* **What the task requires**: From the MCP server development rules below, quote the passage starting with "# .rules for" and going on through "plan handoffs accordingly.".

* **Extract to read**:
# .rules for MCP Server Development

This file defines **hard** (must-follow) and **soft** (recommended) rules for MCP server development with mcp-refcache. These guidelines maximize code quality, safety, and effective AI assistant collaboration.

---

## Model Context Lengths

Reference for AI model context windows. Monitor token usage and plan handoffs accordingly.

### Anthropic Models

| Model | Hard Limit | Soft Limit (Zed) | Notes |
|-------|------------|------------------|-------|
| Claude Opus 4.5 | 200k | 128k | High capability, expensive |
| Claude Sonnet 4 | 200k | 128k | Balanced capability/cost |
| Claude Sonnet 3.5 | 200k | 128k | Previous gen |
| Claude Haiku 3.5 | 200k | 128k | Fast, cost-effective |

### OpenAI Models

| Model | Hard Limit | Soft Limit (Zed) | Notes |
|-------|------------|------------------|-------|
| GPT-4o | 128k | 64k | OpenAI flagship |
| GPT-4o-mini | 128k | 128k | Cost-effective |
| GPT-4 Turbo | 128k | 128k | OpenAI |
| GPT-4 | 8k / 32k | 128k | Legacy versions |
| o1 | 200k | 128k | Reasoning model |
| o1-mini | 128k | 128k | Reasoning, smaller |

### Other Models

| Model | Hard Limit | Soft Limit (Zed) | Notes |
|-------|------------|------------------|-------|
| Gemini 1.5 Pro | 1M / 2M | 128k | Google |
| Gemini 1.5 Flash | 1M | 128k | Google, fast |
| Llama 3.1 405B | 128k | 128k | Meta, open source |

**Note:** Soft limits in Zed may be lower than hard limits for cost/performance reasons.

### Hard Rules
- **Plan handoffs at 105% of soft limit** - Soft limits have buffer room
- **Track token usage** - System reports current usage
- **Summarize before handoff** - Update scratchpad, provide handoff prompt

### Soft Rules
- Prefer smaller context for simple tasks (cost efficiency)
- Break large tasks into multiple sessions
- Use scratchpads to persist state across sessions

---

## General Rules

### Hard Rules
- **No sensitive data exposure** in logs, errors, or code
- **All changes require review** before merging to main
- **Never execute untrusted code** or arbitrary downloads
- **Cite external sources** when adapting code
- **Document all public APIs** with docstrings and examples
- **Principle of least privilege** for data, access, and dependencies
- **No system-altering commands by agents** (nixos-rebuild, nix build, etc.)
  - Agents may provide commands in code blocks for instruction
  - User must explicitly approve system state changes
- **Secrets never committed** to repository

### Soft Rules
- Prefer declarative, reproducible configurations
- Document major changes in README/CHANGELOG
- Use meaningful commit messages (Conventional Commits)
- Periodically clean `archive/` directories
- Add comments to non-trivial code

---

## File Editing

### Hard Rules
- **Prefer edit over overwrite** - Targeted changes unless complete rewrite needed
- **Preserve existing content** - Add/modify sections, don't replace entire files

### Rationale
Overwriting loses context, makes diffs harder to review, and risks removing important content.

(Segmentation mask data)
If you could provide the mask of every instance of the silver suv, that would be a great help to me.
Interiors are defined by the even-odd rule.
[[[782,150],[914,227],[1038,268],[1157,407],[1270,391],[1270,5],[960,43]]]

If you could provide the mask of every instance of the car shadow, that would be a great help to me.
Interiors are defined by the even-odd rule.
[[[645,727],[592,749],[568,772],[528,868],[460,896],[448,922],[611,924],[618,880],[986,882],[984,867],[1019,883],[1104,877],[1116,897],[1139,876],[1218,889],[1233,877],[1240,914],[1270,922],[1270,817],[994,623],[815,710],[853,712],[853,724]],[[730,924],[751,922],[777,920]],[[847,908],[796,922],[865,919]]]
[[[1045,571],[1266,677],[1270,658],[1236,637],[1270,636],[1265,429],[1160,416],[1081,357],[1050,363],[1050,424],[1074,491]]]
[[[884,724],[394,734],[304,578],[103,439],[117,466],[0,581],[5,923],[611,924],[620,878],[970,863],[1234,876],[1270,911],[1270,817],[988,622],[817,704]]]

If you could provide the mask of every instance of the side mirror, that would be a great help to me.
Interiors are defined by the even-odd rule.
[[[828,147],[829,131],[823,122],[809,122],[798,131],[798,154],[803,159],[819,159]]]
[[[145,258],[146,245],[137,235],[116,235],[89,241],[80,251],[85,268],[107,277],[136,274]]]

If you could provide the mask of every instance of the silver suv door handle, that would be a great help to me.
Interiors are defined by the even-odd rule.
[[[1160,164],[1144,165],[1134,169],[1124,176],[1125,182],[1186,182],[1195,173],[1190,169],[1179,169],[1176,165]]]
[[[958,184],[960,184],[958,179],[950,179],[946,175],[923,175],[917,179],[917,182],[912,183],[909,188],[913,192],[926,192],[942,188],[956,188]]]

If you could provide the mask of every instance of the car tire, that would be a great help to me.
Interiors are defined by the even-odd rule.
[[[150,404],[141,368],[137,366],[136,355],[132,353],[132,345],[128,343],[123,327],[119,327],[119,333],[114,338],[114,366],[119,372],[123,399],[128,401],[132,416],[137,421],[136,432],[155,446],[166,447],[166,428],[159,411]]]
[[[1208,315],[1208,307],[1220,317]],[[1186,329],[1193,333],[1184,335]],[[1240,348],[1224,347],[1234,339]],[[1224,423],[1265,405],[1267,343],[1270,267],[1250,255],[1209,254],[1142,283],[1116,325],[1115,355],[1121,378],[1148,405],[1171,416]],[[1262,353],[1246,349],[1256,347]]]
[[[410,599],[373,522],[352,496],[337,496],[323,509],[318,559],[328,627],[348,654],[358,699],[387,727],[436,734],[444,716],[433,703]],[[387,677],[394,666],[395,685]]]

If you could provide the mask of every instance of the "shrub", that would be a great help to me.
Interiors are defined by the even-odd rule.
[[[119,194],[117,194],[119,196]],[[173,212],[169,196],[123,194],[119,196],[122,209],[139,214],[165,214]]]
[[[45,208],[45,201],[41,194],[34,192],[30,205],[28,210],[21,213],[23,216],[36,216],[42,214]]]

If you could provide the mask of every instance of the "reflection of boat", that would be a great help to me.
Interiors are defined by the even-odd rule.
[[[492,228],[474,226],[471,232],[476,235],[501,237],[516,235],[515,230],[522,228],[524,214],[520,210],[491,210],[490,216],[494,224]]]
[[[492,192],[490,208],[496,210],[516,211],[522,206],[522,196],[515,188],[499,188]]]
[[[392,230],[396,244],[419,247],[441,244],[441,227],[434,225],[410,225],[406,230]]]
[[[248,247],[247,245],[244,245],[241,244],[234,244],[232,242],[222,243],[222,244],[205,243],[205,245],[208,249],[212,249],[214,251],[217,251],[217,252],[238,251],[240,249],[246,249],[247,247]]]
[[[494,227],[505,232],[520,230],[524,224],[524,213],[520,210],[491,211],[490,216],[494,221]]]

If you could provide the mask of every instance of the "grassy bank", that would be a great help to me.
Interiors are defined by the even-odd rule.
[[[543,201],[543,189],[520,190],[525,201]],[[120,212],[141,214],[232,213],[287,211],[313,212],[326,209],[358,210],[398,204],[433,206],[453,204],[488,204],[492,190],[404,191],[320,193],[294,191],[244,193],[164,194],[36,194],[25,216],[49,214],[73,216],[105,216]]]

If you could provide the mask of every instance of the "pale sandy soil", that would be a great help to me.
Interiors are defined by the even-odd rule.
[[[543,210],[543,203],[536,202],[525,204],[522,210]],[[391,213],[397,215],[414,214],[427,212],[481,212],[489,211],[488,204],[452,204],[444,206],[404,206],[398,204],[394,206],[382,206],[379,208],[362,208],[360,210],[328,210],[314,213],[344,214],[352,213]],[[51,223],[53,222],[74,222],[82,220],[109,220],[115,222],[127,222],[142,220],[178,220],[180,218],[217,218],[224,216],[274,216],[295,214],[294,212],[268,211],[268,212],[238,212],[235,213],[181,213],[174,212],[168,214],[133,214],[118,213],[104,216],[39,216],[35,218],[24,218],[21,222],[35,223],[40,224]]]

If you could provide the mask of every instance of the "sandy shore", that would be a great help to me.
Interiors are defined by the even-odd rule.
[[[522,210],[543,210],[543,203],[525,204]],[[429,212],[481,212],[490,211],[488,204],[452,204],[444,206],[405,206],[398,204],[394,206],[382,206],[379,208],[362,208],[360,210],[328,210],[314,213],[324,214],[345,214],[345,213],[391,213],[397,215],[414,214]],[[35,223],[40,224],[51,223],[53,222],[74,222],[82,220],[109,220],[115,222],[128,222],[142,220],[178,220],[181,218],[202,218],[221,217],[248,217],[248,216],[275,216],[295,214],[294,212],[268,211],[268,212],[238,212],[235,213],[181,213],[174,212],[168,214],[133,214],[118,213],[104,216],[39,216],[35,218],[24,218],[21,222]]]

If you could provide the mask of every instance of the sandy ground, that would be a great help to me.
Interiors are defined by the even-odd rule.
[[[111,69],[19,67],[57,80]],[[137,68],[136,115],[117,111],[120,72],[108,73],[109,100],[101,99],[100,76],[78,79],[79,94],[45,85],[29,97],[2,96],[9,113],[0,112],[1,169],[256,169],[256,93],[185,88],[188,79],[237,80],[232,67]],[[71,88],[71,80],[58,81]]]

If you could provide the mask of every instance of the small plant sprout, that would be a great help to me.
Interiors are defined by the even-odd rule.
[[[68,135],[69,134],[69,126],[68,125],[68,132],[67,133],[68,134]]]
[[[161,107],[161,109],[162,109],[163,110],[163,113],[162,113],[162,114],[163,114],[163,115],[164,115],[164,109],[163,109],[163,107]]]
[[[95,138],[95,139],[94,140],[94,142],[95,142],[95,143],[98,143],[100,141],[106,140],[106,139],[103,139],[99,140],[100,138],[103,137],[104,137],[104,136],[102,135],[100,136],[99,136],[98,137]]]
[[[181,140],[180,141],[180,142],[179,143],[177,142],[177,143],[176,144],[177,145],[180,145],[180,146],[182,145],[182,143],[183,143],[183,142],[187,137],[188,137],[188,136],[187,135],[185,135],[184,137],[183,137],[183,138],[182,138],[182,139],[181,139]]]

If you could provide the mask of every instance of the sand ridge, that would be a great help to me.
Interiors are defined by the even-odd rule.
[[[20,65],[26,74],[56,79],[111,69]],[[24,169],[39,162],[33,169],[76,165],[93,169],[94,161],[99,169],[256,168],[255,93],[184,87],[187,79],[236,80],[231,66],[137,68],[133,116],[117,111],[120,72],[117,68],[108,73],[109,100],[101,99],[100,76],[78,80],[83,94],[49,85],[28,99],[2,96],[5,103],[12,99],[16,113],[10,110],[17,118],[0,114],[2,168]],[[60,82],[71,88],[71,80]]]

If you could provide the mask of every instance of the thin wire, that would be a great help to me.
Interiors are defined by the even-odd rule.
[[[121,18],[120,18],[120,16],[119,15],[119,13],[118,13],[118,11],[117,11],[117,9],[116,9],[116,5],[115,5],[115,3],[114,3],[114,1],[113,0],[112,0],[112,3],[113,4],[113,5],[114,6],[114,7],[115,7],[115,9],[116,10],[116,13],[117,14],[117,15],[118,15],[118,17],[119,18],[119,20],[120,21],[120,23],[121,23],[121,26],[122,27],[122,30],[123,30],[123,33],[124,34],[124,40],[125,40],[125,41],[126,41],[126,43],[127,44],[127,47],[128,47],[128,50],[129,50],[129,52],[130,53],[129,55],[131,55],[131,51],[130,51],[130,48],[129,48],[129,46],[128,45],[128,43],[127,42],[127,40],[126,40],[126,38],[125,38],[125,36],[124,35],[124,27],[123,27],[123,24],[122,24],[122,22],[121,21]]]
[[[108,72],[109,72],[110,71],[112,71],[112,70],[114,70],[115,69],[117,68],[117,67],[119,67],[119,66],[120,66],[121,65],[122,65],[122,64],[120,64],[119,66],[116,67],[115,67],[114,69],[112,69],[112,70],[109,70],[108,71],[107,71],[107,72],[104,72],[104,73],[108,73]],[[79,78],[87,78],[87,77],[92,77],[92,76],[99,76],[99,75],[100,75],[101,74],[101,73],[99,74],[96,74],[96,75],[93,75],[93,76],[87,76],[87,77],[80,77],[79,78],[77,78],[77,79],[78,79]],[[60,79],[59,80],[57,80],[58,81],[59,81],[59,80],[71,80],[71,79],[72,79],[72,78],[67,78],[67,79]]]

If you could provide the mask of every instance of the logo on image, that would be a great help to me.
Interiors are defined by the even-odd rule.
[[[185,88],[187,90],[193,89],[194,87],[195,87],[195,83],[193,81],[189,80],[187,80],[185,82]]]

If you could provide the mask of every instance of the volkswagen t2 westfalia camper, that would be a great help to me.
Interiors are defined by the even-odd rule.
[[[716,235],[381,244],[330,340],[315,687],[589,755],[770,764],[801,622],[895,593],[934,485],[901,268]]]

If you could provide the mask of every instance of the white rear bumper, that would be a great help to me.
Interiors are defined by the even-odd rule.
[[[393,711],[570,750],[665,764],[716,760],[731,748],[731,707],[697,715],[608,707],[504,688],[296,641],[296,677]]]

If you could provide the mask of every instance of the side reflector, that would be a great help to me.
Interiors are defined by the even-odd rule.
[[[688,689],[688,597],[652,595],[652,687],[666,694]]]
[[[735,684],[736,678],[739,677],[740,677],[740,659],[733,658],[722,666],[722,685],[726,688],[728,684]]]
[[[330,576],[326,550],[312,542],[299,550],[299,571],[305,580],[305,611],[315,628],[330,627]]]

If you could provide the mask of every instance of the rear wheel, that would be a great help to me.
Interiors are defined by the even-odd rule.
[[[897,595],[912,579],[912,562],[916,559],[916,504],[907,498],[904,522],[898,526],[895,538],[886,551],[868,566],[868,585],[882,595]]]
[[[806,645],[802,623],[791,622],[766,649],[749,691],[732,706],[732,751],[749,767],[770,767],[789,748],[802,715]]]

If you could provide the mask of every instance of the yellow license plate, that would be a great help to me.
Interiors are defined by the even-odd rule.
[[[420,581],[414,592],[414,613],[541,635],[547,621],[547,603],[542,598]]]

* **Written answer**:
# .rules for MCP Server Development

This file defines **hard** (must-follow) and **soft** (recommended) rules for MCP server development with mcp-refcache. These guidelines maximize code quality, safety, and effective AI assistant collaboration.

---

## Model Context Lengths

Reference for AI model context windows. Monitor token usage and plan handoffs accordingly.